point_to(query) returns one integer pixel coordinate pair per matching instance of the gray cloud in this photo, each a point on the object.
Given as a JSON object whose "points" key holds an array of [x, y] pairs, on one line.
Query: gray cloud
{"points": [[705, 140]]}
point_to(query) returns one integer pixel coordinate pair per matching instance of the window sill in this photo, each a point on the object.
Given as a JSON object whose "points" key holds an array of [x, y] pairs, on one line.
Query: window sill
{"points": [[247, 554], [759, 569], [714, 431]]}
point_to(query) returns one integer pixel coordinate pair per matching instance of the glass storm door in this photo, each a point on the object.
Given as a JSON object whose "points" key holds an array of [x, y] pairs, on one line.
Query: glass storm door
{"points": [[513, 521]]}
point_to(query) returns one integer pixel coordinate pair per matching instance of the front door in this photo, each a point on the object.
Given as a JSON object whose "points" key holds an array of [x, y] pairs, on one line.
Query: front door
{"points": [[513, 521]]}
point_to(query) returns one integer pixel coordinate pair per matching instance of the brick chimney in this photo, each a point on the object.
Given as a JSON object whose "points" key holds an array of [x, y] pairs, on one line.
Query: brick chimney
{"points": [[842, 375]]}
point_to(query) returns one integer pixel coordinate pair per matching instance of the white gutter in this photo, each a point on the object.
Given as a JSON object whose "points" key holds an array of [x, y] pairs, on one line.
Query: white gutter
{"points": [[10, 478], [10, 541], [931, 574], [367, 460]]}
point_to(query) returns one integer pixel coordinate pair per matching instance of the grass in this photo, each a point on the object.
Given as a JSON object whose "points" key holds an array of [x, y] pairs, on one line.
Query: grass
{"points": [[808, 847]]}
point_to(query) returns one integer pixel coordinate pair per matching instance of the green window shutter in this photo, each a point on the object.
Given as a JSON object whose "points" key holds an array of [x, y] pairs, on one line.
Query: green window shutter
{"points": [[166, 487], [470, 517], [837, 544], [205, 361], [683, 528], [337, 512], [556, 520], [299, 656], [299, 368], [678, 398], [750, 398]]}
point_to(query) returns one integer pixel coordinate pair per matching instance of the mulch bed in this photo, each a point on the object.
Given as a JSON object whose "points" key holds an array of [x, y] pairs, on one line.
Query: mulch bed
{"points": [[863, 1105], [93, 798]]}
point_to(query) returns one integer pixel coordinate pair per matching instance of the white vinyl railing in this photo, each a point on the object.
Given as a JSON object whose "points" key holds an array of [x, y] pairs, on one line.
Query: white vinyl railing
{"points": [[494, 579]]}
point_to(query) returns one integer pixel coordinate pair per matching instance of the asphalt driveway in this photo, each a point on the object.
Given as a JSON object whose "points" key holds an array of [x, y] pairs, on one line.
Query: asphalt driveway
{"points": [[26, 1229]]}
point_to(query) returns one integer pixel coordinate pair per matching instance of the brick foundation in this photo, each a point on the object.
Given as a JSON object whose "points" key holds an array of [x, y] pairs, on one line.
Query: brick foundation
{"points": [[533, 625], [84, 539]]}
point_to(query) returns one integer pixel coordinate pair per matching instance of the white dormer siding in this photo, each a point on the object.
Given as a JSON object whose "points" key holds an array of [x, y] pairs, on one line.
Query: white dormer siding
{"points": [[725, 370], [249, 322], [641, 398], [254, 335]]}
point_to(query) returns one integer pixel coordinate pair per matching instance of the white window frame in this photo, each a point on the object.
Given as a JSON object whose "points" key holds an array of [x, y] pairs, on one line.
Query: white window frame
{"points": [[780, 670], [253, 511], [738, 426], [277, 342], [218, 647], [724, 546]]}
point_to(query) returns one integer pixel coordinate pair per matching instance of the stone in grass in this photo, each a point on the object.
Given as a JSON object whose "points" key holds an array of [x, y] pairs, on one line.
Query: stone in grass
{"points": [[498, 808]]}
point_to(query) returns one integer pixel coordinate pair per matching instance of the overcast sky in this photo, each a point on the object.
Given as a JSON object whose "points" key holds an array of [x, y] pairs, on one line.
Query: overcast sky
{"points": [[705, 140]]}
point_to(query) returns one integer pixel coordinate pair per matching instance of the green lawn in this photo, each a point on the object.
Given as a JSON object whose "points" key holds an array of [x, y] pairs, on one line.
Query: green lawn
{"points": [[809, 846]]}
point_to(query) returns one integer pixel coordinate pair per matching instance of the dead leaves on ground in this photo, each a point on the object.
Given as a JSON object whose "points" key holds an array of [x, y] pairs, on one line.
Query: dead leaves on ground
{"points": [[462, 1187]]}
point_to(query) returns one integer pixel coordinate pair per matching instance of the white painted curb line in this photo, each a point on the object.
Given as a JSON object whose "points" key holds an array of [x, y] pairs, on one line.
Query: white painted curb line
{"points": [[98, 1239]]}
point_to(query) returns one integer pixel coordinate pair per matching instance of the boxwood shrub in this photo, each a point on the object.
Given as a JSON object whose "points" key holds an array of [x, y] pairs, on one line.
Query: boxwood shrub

(SHORT TASK) Copy out the records from the line containing "of the dead" up to and including the line containing "Query: dead leaves on ground", changing nothing.

(WRITTEN SOLUTION)
point_to(query) returns one integer pixel coordinate pair per matching instance of the dead leaves on ground in this photo, each a point on the object.
Given as a JSON object whose "points" key holds an array of [x, y] pairs, on one line.
Query: dead leaves on ground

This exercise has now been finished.